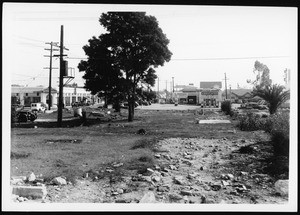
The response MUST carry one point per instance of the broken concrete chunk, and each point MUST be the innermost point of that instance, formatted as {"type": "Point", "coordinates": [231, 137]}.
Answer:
{"type": "Point", "coordinates": [172, 167]}
{"type": "Point", "coordinates": [31, 177]}
{"type": "Point", "coordinates": [179, 180]}
{"type": "Point", "coordinates": [186, 192]}
{"type": "Point", "coordinates": [117, 165]}
{"type": "Point", "coordinates": [59, 181]}
{"type": "Point", "coordinates": [282, 187]}
{"type": "Point", "coordinates": [26, 191]}
{"type": "Point", "coordinates": [156, 178]}
{"type": "Point", "coordinates": [175, 196]}
{"type": "Point", "coordinates": [148, 197]}
{"type": "Point", "coordinates": [157, 155]}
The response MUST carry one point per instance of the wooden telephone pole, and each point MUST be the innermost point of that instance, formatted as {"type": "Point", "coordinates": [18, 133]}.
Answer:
{"type": "Point", "coordinates": [62, 73]}
{"type": "Point", "coordinates": [50, 71]}
{"type": "Point", "coordinates": [225, 85]}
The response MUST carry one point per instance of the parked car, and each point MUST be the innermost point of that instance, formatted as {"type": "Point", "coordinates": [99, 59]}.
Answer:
{"type": "Point", "coordinates": [37, 107]}
{"type": "Point", "coordinates": [125, 105]}
{"type": "Point", "coordinates": [26, 115]}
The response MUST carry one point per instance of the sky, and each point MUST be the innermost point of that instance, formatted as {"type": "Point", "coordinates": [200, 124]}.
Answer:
{"type": "Point", "coordinates": [206, 41]}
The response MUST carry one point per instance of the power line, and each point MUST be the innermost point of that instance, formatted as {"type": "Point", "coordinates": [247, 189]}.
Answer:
{"type": "Point", "coordinates": [229, 58]}
{"type": "Point", "coordinates": [195, 59]}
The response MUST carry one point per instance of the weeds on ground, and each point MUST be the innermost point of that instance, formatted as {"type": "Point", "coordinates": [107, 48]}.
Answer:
{"type": "Point", "coordinates": [145, 143]}
{"type": "Point", "coordinates": [142, 163]}
{"type": "Point", "coordinates": [15, 155]}
{"type": "Point", "coordinates": [251, 122]}
{"type": "Point", "coordinates": [226, 107]}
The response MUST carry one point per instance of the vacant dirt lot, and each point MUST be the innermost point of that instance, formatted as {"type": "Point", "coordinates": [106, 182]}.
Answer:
{"type": "Point", "coordinates": [164, 154]}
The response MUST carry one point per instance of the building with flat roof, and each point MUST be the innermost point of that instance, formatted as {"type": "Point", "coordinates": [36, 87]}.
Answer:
{"type": "Point", "coordinates": [27, 95]}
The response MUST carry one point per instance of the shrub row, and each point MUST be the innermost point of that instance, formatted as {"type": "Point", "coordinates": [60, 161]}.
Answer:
{"type": "Point", "coordinates": [226, 108]}
{"type": "Point", "coordinates": [276, 124]}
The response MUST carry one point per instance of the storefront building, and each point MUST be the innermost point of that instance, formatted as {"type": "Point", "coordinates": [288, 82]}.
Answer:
{"type": "Point", "coordinates": [27, 95]}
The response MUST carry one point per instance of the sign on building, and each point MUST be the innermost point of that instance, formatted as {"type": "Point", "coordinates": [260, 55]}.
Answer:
{"type": "Point", "coordinates": [210, 92]}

▸ WORK TO BE COMPLETED: Transcribe all of the material above word for word, leaving out the picture.

▸ EXERCISE ANSWER:
The response MUST carry one point per instance of the broken concrete chunk, and each point MUST be the innermost point of that instance, formatted as {"type": "Point", "coordinates": [231, 137]}.
Answer:
{"type": "Point", "coordinates": [172, 167]}
{"type": "Point", "coordinates": [31, 177]}
{"type": "Point", "coordinates": [179, 180]}
{"type": "Point", "coordinates": [186, 192]}
{"type": "Point", "coordinates": [117, 165]}
{"type": "Point", "coordinates": [59, 181]}
{"type": "Point", "coordinates": [282, 187]}
{"type": "Point", "coordinates": [26, 191]}
{"type": "Point", "coordinates": [156, 178]}
{"type": "Point", "coordinates": [175, 196]}
{"type": "Point", "coordinates": [148, 197]}
{"type": "Point", "coordinates": [157, 155]}
The response MUST carry one point per instance of the wooden telephone pole, and each point MUST be the innermost point of that instance, formatted as {"type": "Point", "coordinates": [18, 133]}.
Answer:
{"type": "Point", "coordinates": [62, 73]}
{"type": "Point", "coordinates": [50, 71]}
{"type": "Point", "coordinates": [225, 85]}
The response MUST carry one point per instance of the parked car, and each point MUST be the innermost point of that instance, formatted as {"type": "Point", "coordinates": [99, 59]}.
Answer:
{"type": "Point", "coordinates": [37, 107]}
{"type": "Point", "coordinates": [125, 105]}
{"type": "Point", "coordinates": [26, 115]}
The response MUST carry one point per instance of the sky, and each point MUST be the innermost point of that instance, formatted as {"type": "Point", "coordinates": [200, 124]}.
Answer:
{"type": "Point", "coordinates": [206, 41]}
The response MUST carry one point per instance of the power line, and each point MUST be the innermost point of that instance, formatted as {"type": "Point", "coordinates": [247, 189]}.
Answer:
{"type": "Point", "coordinates": [229, 58]}
{"type": "Point", "coordinates": [195, 59]}
The response MUST carry one point per instance of the weeds on ground, and each point MUST be the innermost point of that instance, formatted as {"type": "Point", "coordinates": [107, 48]}.
Answer:
{"type": "Point", "coordinates": [145, 143]}
{"type": "Point", "coordinates": [142, 163]}
{"type": "Point", "coordinates": [15, 155]}
{"type": "Point", "coordinates": [251, 122]}
{"type": "Point", "coordinates": [226, 107]}
The response MUST carry one point per instance of the vacant dirt lot, and each point MUST be the innermost point of that instance, formatted as {"type": "Point", "coordinates": [106, 182]}.
Answer:
{"type": "Point", "coordinates": [164, 154]}
The response MUST carry one point per instance of the building with flat roof, and each point MUST be the innermost point of that instance, formatted as {"type": "Point", "coordinates": [36, 87]}.
Answer:
{"type": "Point", "coordinates": [27, 95]}
The response MUST carry one point per instance of the shrub row, and each point MUST be the innermost point of that instance, formatted as {"type": "Point", "coordinates": [60, 161]}.
Answer:
{"type": "Point", "coordinates": [226, 108]}
{"type": "Point", "coordinates": [276, 124]}
The response MUST carry one point per instance of the storefront building, and each point MUST be the innermost point of that instance, formatted as {"type": "Point", "coordinates": [288, 82]}.
Answer:
{"type": "Point", "coordinates": [27, 95]}
The response MUST carry one point per instance of the sign on building, and each point MUST be the innermost point of that instance, formatted as {"type": "Point", "coordinates": [260, 55]}.
Answer:
{"type": "Point", "coordinates": [210, 92]}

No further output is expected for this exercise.